Work instruction:
Line by line, copy the records below exactly and leave the pictures out.

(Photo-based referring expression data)
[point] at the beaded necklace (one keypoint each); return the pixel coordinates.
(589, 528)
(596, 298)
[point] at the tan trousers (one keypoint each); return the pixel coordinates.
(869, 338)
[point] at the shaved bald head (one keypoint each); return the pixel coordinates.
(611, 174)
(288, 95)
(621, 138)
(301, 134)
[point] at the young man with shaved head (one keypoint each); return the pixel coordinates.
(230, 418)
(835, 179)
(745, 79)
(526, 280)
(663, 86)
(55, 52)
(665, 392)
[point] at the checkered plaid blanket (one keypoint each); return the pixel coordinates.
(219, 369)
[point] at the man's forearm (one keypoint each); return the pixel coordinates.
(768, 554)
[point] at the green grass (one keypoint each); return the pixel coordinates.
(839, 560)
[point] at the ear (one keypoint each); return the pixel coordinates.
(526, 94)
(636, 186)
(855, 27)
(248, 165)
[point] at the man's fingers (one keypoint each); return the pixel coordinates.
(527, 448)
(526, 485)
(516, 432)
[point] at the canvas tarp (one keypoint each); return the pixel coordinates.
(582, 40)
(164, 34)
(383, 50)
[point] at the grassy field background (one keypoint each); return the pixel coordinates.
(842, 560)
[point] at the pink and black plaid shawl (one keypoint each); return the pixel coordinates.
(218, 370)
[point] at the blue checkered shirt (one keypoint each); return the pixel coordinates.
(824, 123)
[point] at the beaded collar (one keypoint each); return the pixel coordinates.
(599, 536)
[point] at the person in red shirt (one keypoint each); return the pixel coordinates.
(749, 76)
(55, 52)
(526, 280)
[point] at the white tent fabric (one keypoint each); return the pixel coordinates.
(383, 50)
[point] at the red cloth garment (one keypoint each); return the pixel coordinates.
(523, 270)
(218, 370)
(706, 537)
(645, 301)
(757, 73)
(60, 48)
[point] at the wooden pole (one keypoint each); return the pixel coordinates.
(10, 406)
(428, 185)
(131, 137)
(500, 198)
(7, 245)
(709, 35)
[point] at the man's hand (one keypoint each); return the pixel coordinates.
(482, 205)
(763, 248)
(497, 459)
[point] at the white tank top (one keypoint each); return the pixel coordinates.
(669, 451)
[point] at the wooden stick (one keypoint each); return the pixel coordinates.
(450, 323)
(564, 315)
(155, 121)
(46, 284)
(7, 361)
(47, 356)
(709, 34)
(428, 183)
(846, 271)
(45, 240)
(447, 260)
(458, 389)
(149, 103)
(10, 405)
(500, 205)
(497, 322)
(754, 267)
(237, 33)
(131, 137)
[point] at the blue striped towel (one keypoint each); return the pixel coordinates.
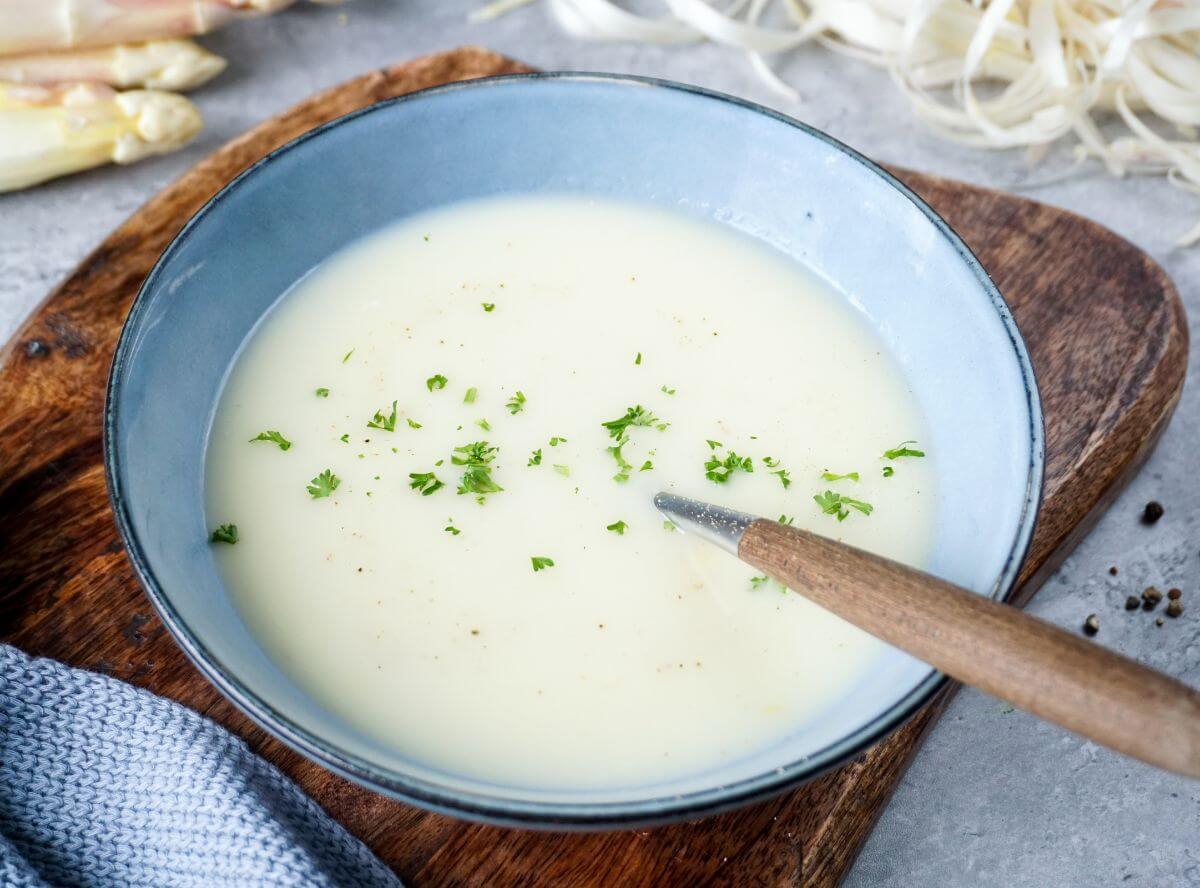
(102, 784)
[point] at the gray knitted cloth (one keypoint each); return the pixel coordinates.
(102, 784)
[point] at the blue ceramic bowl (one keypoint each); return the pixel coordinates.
(702, 154)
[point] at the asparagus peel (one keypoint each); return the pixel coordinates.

Problem solution:
[point] at the beaded necklace (one keypoint each); return the pixel coordinates.
(589, 528)
(596, 298)
[point] at the tan trousers (one keypoint each); return the pixel coordinates.
(869, 338)
[point] at the shaved bald head (one keypoint each); return the pixel coordinates.
(611, 174)
(288, 95)
(621, 138)
(301, 134)
[point] at the young man with shaved head (one keypoint each); return the pixel coordinates.
(230, 418)
(835, 179)
(745, 79)
(526, 280)
(663, 86)
(55, 52)
(665, 392)
[point] at the checkered plaid blanket (one keypoint each); return the pixel coordinates.
(219, 369)
[point] at the man's forearm (one keypoint each); return the pixel coordinates.
(768, 554)
[point] at the green grass (one keypoint each); return the pixel coordinates.
(839, 560)
[point] at the ear (one keypoint each); return the pixel coordinates.
(526, 94)
(636, 186)
(855, 27)
(248, 165)
[point] at the man's fingers (one keypoint each); return the pixel coordinates.
(527, 448)
(526, 485)
(516, 432)
[point] at the canvas tarp (one keypoint each); return the pixel coordinates.
(582, 40)
(164, 34)
(383, 50)
[point] at the grassy field background (one keypoint each); return the pixel coordinates.
(842, 560)
[point] at the pink and black plaid shawl (one keypoint each); return the pixel coordinates.
(218, 370)
[point] at the blue checkered shirt (one keypoint each); return the pixel coordinates.
(824, 123)
[point] at the beaded collar (one keypoint each); return the pixel coordinates.
(599, 536)
[point] at the person in red shirt (one keypoint each); return the pixel coordinates.
(749, 76)
(55, 52)
(526, 280)
[point] at the white tent fabric (one keypoint each); return the pixel coordinates.
(383, 50)
[point] at the red cloth garment (one keypoint each); return the pixel coordinates.
(523, 270)
(218, 370)
(706, 537)
(645, 301)
(757, 73)
(60, 48)
[point] at the wooden pole (one keypoint each); return the pixel coordinates.
(10, 406)
(428, 185)
(131, 137)
(500, 198)
(7, 245)
(709, 35)
[point] at the man's hand (one keypoint each); return the pixel coordinates.
(482, 205)
(763, 248)
(497, 459)
[point] at the white tank top (one keypoint each); return the pixel coordinates.
(669, 451)
[point] at the wooden stick (one keypoint each); return the pixel coordinates.
(450, 323)
(564, 315)
(155, 121)
(46, 284)
(7, 361)
(47, 356)
(709, 34)
(428, 183)
(846, 271)
(45, 240)
(447, 260)
(458, 389)
(149, 103)
(10, 405)
(500, 205)
(497, 322)
(754, 267)
(237, 33)
(131, 137)
[point] at the blue striped towel (one keypoint each); return the pixel coordinates.
(102, 784)
[point] at the gray knitted cloth (one keypoint each); return the pixel coordinates.
(102, 784)
[point] at the blue ceramic bowl (one keypoint each); return the pixel coordinates.
(702, 154)
[point] at the asparagus peel (one keypoint each); return the pixel coordinates.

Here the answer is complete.